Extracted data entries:
--
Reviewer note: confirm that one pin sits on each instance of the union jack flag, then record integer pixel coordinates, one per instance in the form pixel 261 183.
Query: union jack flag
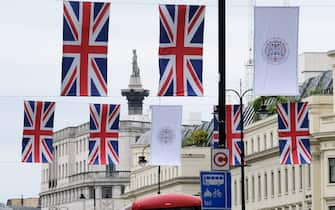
pixel 233 133
pixel 85 39
pixel 215 142
pixel 37 132
pixel 293 133
pixel 180 50
pixel 104 134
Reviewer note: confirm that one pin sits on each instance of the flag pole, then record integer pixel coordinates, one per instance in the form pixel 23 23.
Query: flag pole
pixel 222 71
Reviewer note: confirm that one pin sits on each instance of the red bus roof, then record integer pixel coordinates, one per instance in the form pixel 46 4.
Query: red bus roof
pixel 166 201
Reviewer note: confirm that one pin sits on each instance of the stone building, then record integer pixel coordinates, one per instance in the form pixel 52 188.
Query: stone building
pixel 70 183
pixel 271 186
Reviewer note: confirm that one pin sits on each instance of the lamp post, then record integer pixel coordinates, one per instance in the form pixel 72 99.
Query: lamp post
pixel 241 95
pixel 222 70
pixel 142 162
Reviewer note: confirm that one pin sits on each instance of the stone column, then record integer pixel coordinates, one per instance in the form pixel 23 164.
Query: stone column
pixel 331 54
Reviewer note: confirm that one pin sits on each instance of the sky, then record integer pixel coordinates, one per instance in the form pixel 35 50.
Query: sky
pixel 31 53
--
# PROBLEM TO SOLVE
Nothing but the lines from the one with "Query: stone column" through the final line of the records may appear in the answer, and each must be transcribed exactly.

# EXERCISE OUTPUT
Query: stone column
pixel 331 54
Reviewer note: confirm that one pin sits on each instance of the sky, then record integer pixel coordinates, one per instance in the form pixel 35 50.
Query: sky
pixel 31 53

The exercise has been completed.